-- YOUR OBJECTIVE --
Could you show each line of the records that contains the word "below"?
-- DATA follows --
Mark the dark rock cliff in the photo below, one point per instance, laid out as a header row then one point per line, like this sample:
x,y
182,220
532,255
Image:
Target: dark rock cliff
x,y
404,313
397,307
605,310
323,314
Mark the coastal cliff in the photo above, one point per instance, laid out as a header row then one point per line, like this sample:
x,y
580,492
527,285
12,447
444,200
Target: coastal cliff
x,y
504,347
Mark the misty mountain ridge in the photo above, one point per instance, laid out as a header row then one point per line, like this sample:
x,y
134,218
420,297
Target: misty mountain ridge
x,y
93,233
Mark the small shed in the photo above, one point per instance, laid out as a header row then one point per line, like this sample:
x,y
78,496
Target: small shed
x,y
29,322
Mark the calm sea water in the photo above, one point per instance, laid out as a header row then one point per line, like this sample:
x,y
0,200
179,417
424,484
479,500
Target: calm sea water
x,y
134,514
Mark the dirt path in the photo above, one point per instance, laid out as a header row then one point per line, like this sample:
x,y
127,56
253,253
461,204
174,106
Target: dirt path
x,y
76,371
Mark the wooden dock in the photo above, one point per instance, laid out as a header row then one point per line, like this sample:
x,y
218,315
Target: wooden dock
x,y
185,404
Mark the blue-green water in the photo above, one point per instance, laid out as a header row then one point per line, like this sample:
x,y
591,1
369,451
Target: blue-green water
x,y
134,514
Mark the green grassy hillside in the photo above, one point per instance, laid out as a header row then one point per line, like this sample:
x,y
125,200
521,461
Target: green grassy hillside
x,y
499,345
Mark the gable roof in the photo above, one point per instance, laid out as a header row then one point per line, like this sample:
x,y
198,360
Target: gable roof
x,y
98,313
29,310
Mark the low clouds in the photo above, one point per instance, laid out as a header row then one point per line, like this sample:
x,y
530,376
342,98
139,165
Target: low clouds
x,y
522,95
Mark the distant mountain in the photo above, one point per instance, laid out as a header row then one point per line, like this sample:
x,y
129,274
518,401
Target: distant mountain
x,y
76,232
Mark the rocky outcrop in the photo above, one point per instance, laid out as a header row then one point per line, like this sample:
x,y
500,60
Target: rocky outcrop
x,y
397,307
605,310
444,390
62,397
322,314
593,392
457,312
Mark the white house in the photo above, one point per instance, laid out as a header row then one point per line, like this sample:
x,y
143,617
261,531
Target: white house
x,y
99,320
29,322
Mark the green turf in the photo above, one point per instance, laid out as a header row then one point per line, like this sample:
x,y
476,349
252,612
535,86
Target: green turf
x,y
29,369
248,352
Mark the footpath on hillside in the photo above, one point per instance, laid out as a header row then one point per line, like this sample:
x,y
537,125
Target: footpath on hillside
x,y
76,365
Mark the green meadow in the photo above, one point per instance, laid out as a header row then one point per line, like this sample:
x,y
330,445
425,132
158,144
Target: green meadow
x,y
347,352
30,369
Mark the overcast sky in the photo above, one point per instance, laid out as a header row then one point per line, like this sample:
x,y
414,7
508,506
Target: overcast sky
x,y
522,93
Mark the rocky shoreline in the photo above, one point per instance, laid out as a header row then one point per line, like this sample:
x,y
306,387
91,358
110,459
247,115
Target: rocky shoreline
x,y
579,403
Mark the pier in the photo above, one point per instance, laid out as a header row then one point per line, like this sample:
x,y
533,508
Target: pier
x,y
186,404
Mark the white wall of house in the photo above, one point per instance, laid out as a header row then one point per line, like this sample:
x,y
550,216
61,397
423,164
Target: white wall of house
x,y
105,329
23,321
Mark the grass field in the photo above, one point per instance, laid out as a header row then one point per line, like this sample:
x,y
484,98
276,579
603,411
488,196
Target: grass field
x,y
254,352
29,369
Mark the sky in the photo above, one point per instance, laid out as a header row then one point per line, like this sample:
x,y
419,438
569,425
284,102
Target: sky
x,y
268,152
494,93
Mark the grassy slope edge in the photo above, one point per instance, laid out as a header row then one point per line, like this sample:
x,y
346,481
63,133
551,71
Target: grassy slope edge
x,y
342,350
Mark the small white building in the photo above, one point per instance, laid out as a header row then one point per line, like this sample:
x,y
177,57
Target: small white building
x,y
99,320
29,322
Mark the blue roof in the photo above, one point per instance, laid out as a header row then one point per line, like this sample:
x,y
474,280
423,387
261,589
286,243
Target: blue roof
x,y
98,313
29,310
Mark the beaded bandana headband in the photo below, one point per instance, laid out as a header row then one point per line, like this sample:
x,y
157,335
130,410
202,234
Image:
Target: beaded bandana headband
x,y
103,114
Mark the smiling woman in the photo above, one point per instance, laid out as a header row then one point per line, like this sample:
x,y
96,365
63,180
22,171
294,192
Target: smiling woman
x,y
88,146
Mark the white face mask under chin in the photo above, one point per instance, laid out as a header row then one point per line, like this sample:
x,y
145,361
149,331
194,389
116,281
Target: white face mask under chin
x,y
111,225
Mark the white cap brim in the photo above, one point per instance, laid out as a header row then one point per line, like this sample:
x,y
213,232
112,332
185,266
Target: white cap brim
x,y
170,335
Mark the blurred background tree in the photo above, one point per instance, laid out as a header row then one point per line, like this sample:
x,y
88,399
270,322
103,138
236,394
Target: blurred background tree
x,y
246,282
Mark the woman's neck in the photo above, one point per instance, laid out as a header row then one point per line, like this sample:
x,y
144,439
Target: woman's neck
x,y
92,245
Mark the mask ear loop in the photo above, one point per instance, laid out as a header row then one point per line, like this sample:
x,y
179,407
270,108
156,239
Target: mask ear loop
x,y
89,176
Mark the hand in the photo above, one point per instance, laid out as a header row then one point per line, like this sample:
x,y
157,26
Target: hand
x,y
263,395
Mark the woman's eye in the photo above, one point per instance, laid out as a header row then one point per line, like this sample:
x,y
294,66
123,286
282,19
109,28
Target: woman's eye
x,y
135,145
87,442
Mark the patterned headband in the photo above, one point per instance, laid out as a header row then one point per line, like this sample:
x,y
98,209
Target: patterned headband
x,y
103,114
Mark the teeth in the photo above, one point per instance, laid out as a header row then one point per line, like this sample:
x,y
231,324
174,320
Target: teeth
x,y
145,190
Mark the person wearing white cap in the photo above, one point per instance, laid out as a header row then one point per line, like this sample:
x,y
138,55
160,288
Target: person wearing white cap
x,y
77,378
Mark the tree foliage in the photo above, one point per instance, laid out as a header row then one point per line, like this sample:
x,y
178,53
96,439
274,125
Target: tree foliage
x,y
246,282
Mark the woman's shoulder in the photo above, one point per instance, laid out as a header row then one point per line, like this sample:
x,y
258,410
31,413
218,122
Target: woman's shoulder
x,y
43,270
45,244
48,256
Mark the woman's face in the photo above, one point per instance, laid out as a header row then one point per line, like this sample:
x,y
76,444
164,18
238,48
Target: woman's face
-- DATA concluded --
-- THE ANSWER --
Mark the dark rock cliff in the photo below, one point per instance, laid out as a header row then one point per line, like this sample:
Mark the beaded bandana headband in the photo below, one point per instance, laid out as a header row then one point per line, like this sample:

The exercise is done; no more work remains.